▶ Written request: Repeat every line of the listing below exactly, minus the pictures.

____

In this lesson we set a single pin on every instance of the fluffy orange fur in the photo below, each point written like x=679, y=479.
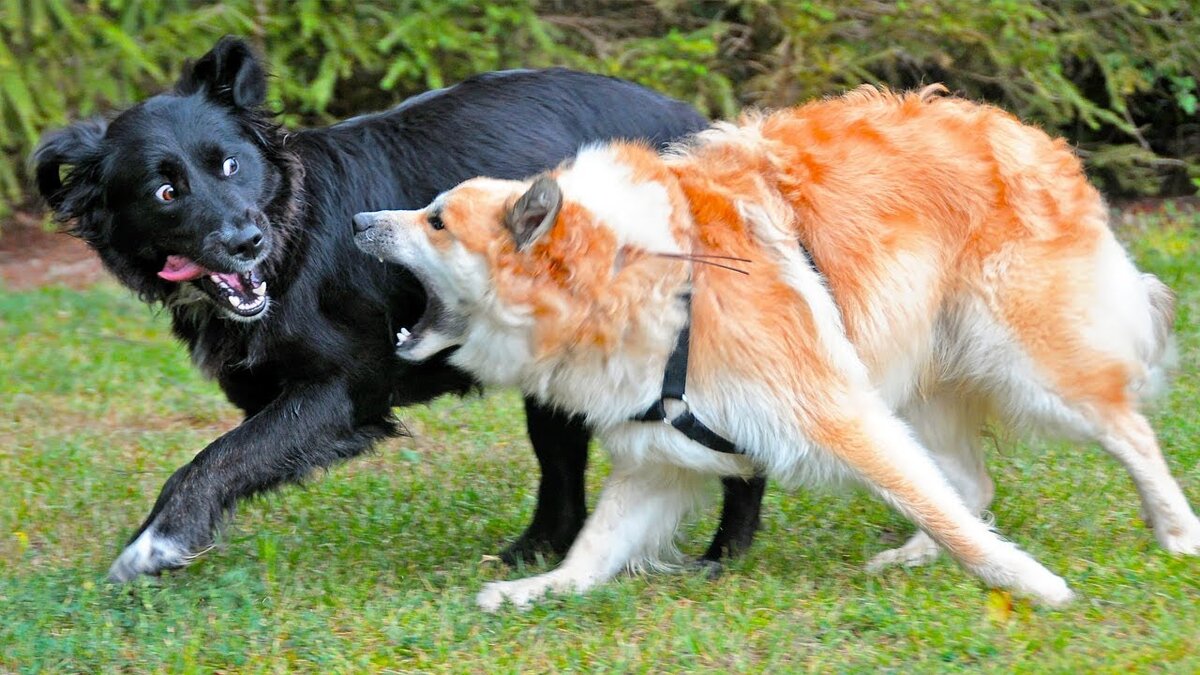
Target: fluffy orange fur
x=941, y=230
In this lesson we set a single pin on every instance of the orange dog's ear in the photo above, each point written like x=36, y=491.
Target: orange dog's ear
x=534, y=213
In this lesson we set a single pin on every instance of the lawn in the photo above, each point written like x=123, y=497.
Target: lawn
x=373, y=566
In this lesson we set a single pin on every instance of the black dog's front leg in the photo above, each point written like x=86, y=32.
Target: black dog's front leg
x=306, y=428
x=561, y=443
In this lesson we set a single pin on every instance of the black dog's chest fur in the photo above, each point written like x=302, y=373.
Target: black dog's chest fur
x=317, y=376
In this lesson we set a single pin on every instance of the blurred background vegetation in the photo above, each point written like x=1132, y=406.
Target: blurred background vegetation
x=1117, y=77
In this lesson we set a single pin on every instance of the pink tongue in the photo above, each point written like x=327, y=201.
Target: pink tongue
x=180, y=268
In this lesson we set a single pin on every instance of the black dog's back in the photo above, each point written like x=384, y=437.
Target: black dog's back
x=316, y=372
x=509, y=124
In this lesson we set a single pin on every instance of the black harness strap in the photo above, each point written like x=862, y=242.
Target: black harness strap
x=675, y=383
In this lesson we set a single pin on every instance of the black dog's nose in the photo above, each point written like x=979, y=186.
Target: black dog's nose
x=246, y=243
x=363, y=222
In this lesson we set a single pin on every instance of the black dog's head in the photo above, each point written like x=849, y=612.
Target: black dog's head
x=174, y=193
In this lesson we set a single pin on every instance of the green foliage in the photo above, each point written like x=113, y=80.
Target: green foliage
x=1119, y=77
x=1114, y=76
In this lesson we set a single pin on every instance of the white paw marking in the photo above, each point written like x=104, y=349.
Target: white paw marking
x=149, y=554
x=1185, y=541
x=918, y=550
x=521, y=592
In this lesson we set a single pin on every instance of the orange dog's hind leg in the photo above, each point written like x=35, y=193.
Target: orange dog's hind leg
x=1096, y=336
x=949, y=423
x=881, y=449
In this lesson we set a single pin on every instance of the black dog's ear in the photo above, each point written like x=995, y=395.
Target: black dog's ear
x=535, y=211
x=78, y=148
x=229, y=73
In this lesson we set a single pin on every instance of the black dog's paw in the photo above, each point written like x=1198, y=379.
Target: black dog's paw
x=528, y=549
x=707, y=567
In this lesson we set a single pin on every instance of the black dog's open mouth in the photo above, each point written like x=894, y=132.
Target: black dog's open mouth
x=409, y=339
x=241, y=293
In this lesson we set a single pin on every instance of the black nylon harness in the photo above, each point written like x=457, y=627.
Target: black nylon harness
x=675, y=383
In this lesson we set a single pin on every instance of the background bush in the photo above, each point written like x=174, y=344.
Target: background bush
x=1119, y=77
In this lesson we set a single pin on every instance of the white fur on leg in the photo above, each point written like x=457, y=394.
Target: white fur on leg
x=948, y=424
x=918, y=550
x=1164, y=507
x=633, y=526
x=149, y=554
x=897, y=459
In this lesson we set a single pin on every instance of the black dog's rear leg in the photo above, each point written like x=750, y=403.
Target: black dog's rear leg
x=306, y=428
x=561, y=443
x=739, y=521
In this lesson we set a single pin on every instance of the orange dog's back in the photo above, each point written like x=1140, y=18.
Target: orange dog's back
x=961, y=268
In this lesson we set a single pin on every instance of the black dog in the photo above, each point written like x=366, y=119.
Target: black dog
x=198, y=201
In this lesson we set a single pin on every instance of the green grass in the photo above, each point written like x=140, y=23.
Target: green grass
x=375, y=565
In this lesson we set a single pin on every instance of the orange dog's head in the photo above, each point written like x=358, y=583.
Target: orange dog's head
x=521, y=267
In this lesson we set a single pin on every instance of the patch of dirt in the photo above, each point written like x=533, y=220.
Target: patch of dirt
x=31, y=257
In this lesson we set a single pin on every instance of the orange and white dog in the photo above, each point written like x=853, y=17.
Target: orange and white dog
x=961, y=270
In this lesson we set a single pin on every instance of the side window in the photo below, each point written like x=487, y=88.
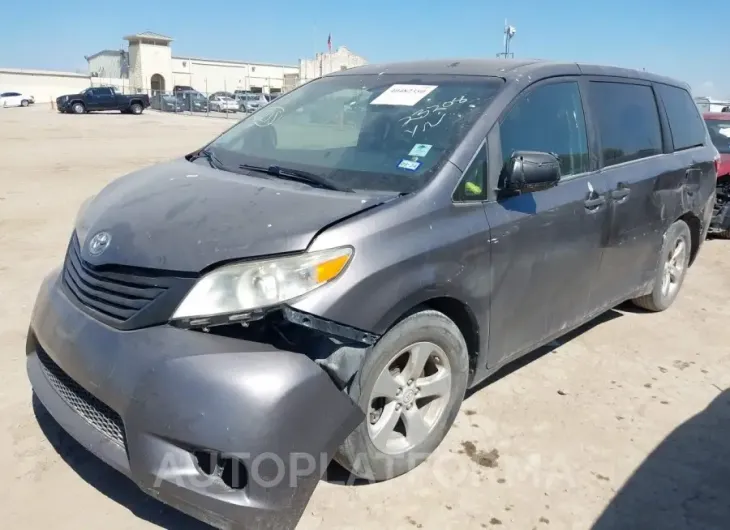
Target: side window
x=549, y=119
x=628, y=121
x=473, y=185
x=685, y=124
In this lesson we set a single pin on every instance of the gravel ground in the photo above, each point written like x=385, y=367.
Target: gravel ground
x=621, y=425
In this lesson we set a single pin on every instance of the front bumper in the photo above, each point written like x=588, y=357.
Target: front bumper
x=149, y=401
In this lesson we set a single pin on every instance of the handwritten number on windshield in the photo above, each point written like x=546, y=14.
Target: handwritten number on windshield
x=429, y=117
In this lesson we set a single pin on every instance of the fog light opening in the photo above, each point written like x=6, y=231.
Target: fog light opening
x=207, y=462
x=234, y=473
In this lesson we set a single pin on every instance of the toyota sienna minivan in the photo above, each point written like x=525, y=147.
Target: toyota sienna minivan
x=306, y=287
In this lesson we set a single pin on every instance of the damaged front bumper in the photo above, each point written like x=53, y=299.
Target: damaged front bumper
x=233, y=432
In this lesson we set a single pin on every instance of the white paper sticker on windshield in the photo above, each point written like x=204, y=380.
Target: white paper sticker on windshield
x=420, y=150
x=409, y=165
x=407, y=95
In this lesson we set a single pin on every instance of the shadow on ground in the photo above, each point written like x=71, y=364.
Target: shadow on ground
x=684, y=484
x=513, y=366
x=337, y=475
x=108, y=481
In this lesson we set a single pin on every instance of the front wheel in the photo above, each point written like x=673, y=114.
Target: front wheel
x=672, y=269
x=410, y=386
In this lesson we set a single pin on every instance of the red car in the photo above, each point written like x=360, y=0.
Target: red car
x=718, y=123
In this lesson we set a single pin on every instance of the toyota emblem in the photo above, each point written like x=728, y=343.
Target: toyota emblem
x=99, y=243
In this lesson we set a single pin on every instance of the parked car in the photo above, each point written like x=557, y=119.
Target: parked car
x=182, y=88
x=221, y=94
x=166, y=103
x=251, y=102
x=315, y=291
x=15, y=99
x=102, y=99
x=718, y=123
x=223, y=104
x=193, y=101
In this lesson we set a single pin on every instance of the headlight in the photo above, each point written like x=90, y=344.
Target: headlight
x=247, y=286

____

▶ Solution for this task:
In this lesson we set a single pin on every instance of the fluffy orange fur in the photo below, each point written like x=679, y=479.
Target: fluffy orange fur
x=941, y=230
In this lesson we set a single pin on every instance of the orange dog's ear in the photo above, each point written like x=36, y=491.
Target: orange dog's ear
x=534, y=213
In this lesson we set a single pin on every instance of the lawn in the photo above, each point written like x=123, y=497.
Target: lawn
x=373, y=566
In this lesson we set a single pin on every instance of the black dog's front leg in the photo above, each point written like x=86, y=32.
Target: black dog's front leg
x=306, y=428
x=561, y=443
In this lesson we set a single pin on every instance of the black dog's chest fur in the photo above, each point written like x=302, y=373.
Target: black dog's chest fur
x=317, y=376
In this lesson we set a single pin on every instance of the blurred background vegetation in the photo above, each point written like x=1132, y=406.
Target: blurred background vegetation
x=1117, y=77
In this lesson we set a single pin on every instance of the pink tongue in the photo above, each point written like x=327, y=201.
Target: pink tongue
x=180, y=268
In this lesson we set a single pin on every instance of the black dog's back in the photo above, each point written like x=384, y=437.
Target: black dog's back
x=316, y=372
x=509, y=124
In this lesson we set a single pin on every instance of the black harness strap in the photo above, each point written like x=862, y=242.
Target: black harness strap
x=675, y=383
In this lesson we set a single pin on every instance of the black dog's nose in the photo above, each point written like x=979, y=186.
Target: black dog's nose
x=246, y=243
x=363, y=222
In this lesson we set a single pin on every instance of the black dog's head in the photo above, each point written like x=849, y=612.
Target: black dog's head
x=174, y=193
In this lesson we set a single pin on every instance of the green foliage in the photo above, each point written like x=113, y=80.
Target: green foliage
x=1119, y=77
x=1114, y=76
In this lesson we set a single pin on every instance of the white paw marking in the photo above, each point written like x=104, y=349.
Target: white paw marking
x=149, y=554
x=1185, y=541
x=918, y=550
x=521, y=592
In this lesson we set a single pin on every instance of the orange dog's hind leg in the photo above, each point written like x=35, y=193.
Target: orange dog's hind leg
x=1096, y=336
x=949, y=423
x=881, y=449
In this lesson we set a single pin on every instance of the black dog's ear in the photo above, each point written like x=995, y=395.
Target: black dog's ear
x=535, y=211
x=78, y=148
x=229, y=73
In this lesson we set a single pin on every instance of the black dog's paw in the photo above, each point written like x=1198, y=379.
Target: black dog's paw
x=528, y=549
x=707, y=567
In this lesson we set a single pin on every instance of the black dog's open mouth in the photo above, each point written like x=894, y=132.
Target: black dog's open mouth
x=409, y=339
x=241, y=293
In this lesson we set a single pin on every instance of the black nylon harness in the photo above, each point written like x=457, y=627.
Target: black nylon harness
x=675, y=383
In this lesson we set a single pin on every instance of the background bush in the photo above, each point written like x=174, y=344.
Target: background bush
x=1119, y=77
In this lesson we set a single pin on every instance of the white fur on leg in the photo above, each point written like x=457, y=394.
Target: white fur on leg
x=948, y=424
x=918, y=550
x=1164, y=507
x=633, y=526
x=149, y=554
x=897, y=459
In this lesson we set a single pin on every instance of the black dog's rear leg in the photo above, each point written like x=750, y=403.
Target: black dog's rear leg
x=306, y=428
x=561, y=443
x=739, y=521
In this lesson we set a single pin on every instance of the orange dog's back in the photo above, each point written like x=1140, y=18.
Target: orange dog's back
x=961, y=268
In this lesson we set a single pin on every instance of the black dog in the photo above, each point written like x=366, y=119.
Target: black dog
x=198, y=201
In this lesson we set a single pin on every instance of the green grass in the photo above, each point written like x=140, y=23.
Target: green grass
x=375, y=565
In this lesson we set a single pin on every instance of the orange dog's head in the photo above, each point written like x=358, y=583.
Target: orange dog's head
x=521, y=267
In this lesson we set a single pin on every instance of the patch of dirt in the photo above, each point written like x=533, y=220.
Target: patch of dirt
x=31, y=257
In this lesson we set a single pin on every instance of the orange and white dog in the photo above, each point written like x=853, y=17.
Target: orange and white dog
x=961, y=270
In this lesson we set a single pin on every instance of the side window in the photo below, each point written like x=487, y=88.
Target: side window
x=549, y=119
x=628, y=121
x=473, y=185
x=685, y=124
In this lesson we set a single pin on every instance of the gravel ground in the photo above, each point written like x=385, y=367.
Target: gravel ground
x=621, y=425
In this lesson we set a single pin on every instance of the front bumper in the photo above, each point written like x=588, y=357.
Target: front bumper
x=149, y=401
In this lesson we set a single pin on every instance of the handwritten number on windshield in the photo above, each point written like x=546, y=14.
Target: handwritten number on windshield
x=429, y=117
In this lesson we set a single pin on every instance of the fog light opening in the photo above, each point written like x=6, y=231.
Target: fog light opening
x=207, y=462
x=234, y=473
In this lesson we set a single pin on every instance of the toyota sienna minivan in the photo above, each point written like x=525, y=147.
Target: toyota sienna minivan
x=306, y=287
In this lesson we set a single pin on every instance of the damaged front bumper in the photo above, each point written like x=53, y=299.
Target: damaged front bumper
x=233, y=432
In this lesson we set a single pin on every instance of the white paper sticker on windshield in the photo above, each point written like x=204, y=380.
Target: white paper sticker on windshield
x=420, y=150
x=409, y=165
x=407, y=95
In this lesson we set a single pin on every instance of the shadow on ground in the photo above, each point written like x=71, y=364.
Target: shadow on ground
x=684, y=484
x=513, y=366
x=337, y=475
x=108, y=481
In this lesson we set a single pin on every instance of the front wheel in the photo above, each point written like x=673, y=114.
Target: front wheel
x=672, y=269
x=410, y=386
In this lesson we set a single pin on every instance of the red car in the photo above, each point written like x=360, y=0.
Target: red car
x=718, y=123
In this lesson we set a single pin on every instance of the toyota emblem in the photo above, each point written like x=728, y=343.
Target: toyota emblem
x=99, y=243
In this lesson we set a single pin on every instance of the parked car in the photo above, each point written like x=557, y=119.
Target: parked car
x=182, y=88
x=221, y=94
x=166, y=103
x=251, y=102
x=315, y=291
x=15, y=99
x=102, y=99
x=718, y=123
x=223, y=104
x=193, y=101
In this lesson we set a single pin on every instance of the headlight in the photo above, each point written like x=90, y=344.
Target: headlight
x=247, y=286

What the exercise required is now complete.